● **ASSIGNED TASK**
Each entry below is to be returned exactly, with any pictures left out.

[Saved data entries]
━━━━━━

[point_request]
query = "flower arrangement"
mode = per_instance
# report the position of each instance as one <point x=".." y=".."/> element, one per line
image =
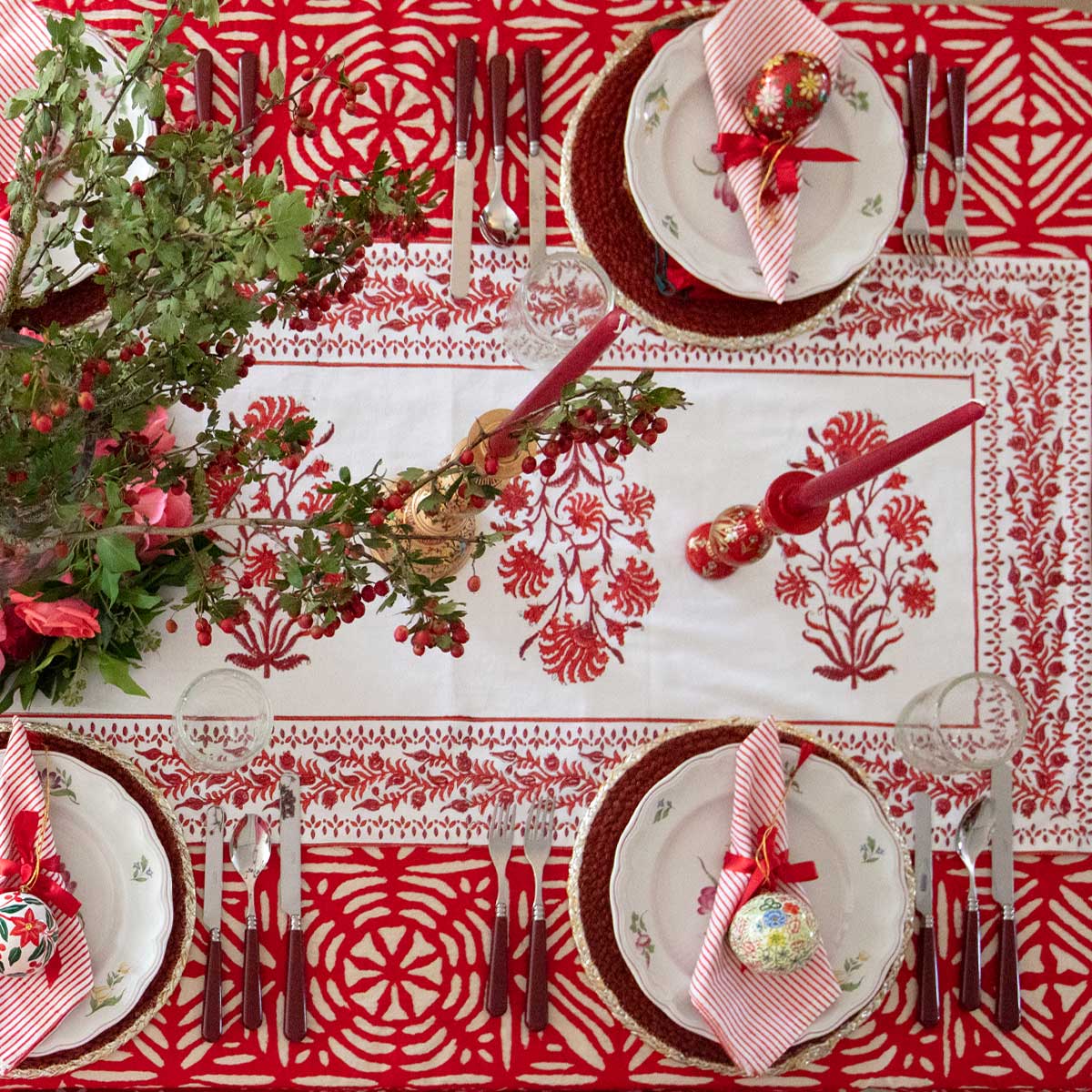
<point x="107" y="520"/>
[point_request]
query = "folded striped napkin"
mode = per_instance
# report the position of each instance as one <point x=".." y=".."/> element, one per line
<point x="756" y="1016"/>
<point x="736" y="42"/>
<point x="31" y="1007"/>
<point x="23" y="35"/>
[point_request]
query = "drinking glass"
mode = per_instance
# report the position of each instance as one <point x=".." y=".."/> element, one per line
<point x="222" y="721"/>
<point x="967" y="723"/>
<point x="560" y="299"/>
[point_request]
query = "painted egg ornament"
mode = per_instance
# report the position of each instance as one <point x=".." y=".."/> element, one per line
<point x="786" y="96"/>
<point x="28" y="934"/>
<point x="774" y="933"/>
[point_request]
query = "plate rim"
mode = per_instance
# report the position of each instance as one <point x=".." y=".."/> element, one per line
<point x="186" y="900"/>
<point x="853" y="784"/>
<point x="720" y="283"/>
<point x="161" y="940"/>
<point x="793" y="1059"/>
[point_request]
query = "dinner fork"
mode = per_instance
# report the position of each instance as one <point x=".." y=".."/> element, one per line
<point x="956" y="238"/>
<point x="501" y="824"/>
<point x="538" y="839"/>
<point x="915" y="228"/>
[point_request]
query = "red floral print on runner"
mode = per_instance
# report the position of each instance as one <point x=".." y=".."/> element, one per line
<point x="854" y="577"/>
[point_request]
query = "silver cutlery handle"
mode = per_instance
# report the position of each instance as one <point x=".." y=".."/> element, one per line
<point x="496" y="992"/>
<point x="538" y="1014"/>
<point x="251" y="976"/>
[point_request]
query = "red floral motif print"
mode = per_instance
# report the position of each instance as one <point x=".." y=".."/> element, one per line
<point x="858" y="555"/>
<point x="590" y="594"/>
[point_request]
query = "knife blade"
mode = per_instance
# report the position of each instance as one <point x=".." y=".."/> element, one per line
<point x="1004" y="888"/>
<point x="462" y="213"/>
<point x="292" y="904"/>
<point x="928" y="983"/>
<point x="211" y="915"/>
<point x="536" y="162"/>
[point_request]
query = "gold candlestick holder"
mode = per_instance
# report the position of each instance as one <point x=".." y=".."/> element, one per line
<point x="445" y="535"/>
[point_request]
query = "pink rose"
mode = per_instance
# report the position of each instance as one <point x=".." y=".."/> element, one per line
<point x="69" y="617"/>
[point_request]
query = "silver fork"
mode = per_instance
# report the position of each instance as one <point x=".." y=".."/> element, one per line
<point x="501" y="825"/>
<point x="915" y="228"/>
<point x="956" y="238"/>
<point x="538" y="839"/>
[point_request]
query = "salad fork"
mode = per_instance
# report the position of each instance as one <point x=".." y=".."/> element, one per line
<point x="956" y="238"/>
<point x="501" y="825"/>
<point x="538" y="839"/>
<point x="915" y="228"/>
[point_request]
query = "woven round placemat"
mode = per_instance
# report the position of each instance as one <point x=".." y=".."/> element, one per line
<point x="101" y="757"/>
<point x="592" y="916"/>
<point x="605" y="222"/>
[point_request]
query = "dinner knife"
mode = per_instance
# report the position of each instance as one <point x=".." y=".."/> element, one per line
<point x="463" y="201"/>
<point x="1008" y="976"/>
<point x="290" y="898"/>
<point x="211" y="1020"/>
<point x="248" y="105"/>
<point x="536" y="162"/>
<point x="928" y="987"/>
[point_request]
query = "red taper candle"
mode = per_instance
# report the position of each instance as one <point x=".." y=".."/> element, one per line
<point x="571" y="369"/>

━━━━━━

● **EXPECTED ANSWER**
[point_request]
query = "flower arrangement"
mode = per_instance
# report the position of each instance as one <point x=".." y=".."/> element, one per line
image =
<point x="107" y="520"/>
[point_request]
query = "folded striped napkin"
mode = per_instance
# report the position of each instance as one <point x=".." y=".."/> element, one per line
<point x="756" y="1016"/>
<point x="736" y="42"/>
<point x="31" y="1007"/>
<point x="23" y="35"/>
[point_request]
query = "drinking glass"
mode = per_instance
# report the position of each instance as one <point x=".." y=".."/> element, one per line
<point x="222" y="721"/>
<point x="967" y="723"/>
<point x="560" y="299"/>
[point_request]
query = "painted egg ornament"
mode = per_instance
# report the position of each instance as one <point x=".." y=".."/> element, one per line
<point x="786" y="96"/>
<point x="28" y="934"/>
<point x="774" y="933"/>
[point_request]
query = "plate rim"
mode = per_instance
# report the position of each instance as one <point x=".." y=".."/> element, one per line
<point x="186" y="900"/>
<point x="853" y="784"/>
<point x="720" y="283"/>
<point x="161" y="940"/>
<point x="793" y="1059"/>
[point_request]
query = "dinner fork"
mode = per_instance
# report the position of each instance as one <point x=".." y=".."/> element, one per line
<point x="956" y="238"/>
<point x="501" y="824"/>
<point x="538" y="839"/>
<point x="915" y="228"/>
[point_request]
query = "red floral print on runner"
mode = per_instance
# report the position of each instance as one <point x=".." y=".."/> element, one per line
<point x="854" y="577"/>
[point_request]
query = "silver cutlery handle"
mode = per_instance
# report the position of each instance as one <point x=".." y=".."/> element, one per line
<point x="496" y="992"/>
<point x="538" y="1014"/>
<point x="251" y="976"/>
[point_request]
query = "red floral motif print"
mode = per_instance
# report the position of each instance as one <point x=".." y=".."/> element, one per line
<point x="858" y="555"/>
<point x="590" y="594"/>
[point_request]
query = "knife blade"
mode = per_instance
# report the position of each instance as one <point x=".." y=".."/> element, one per line
<point x="1004" y="888"/>
<point x="462" y="213"/>
<point x="292" y="904"/>
<point x="928" y="983"/>
<point x="211" y="915"/>
<point x="536" y="162"/>
[point_request]
query = "gold candlestick holder"
mode = per_instance
# report the position of each instance as one <point x=".." y=".."/> element, one per line
<point x="445" y="535"/>
[point_request]
query = "pink rose"
mode = per_instance
# report the position of each instance as one <point x=".." y=".."/> element, one per line
<point x="69" y="617"/>
[point_request]
query = "silver fork"
mode = per_instance
# report the position of each instance as one <point x=".." y=".."/> element, one per line
<point x="501" y="825"/>
<point x="915" y="228"/>
<point x="956" y="238"/>
<point x="538" y="839"/>
[point_request]
query = "salad fork"
mode = per_instance
# report the position of each instance as one <point x=".." y=".."/> element, one per line
<point x="956" y="238"/>
<point x="501" y="825"/>
<point x="538" y="839"/>
<point x="915" y="228"/>
[point_request]
query = "woven round placemat"
mode = per_instance
# report the position of each instance as one <point x=".." y=".."/> element, one per line
<point x="101" y="757"/>
<point x="592" y="916"/>
<point x="605" y="222"/>
[point_request]
query = "dinner knife"
mode = per_instance
# report the position of each instance as one <point x=".." y=".."/> element, one per line
<point x="463" y="201"/>
<point x="1008" y="976"/>
<point x="290" y="898"/>
<point x="211" y="1020"/>
<point x="248" y="105"/>
<point x="536" y="162"/>
<point x="928" y="987"/>
[point_request]
query = "red taper candle"
mode = per_instance
# report the position of each instance as one <point x=".." y=".."/> element, one per line
<point x="571" y="369"/>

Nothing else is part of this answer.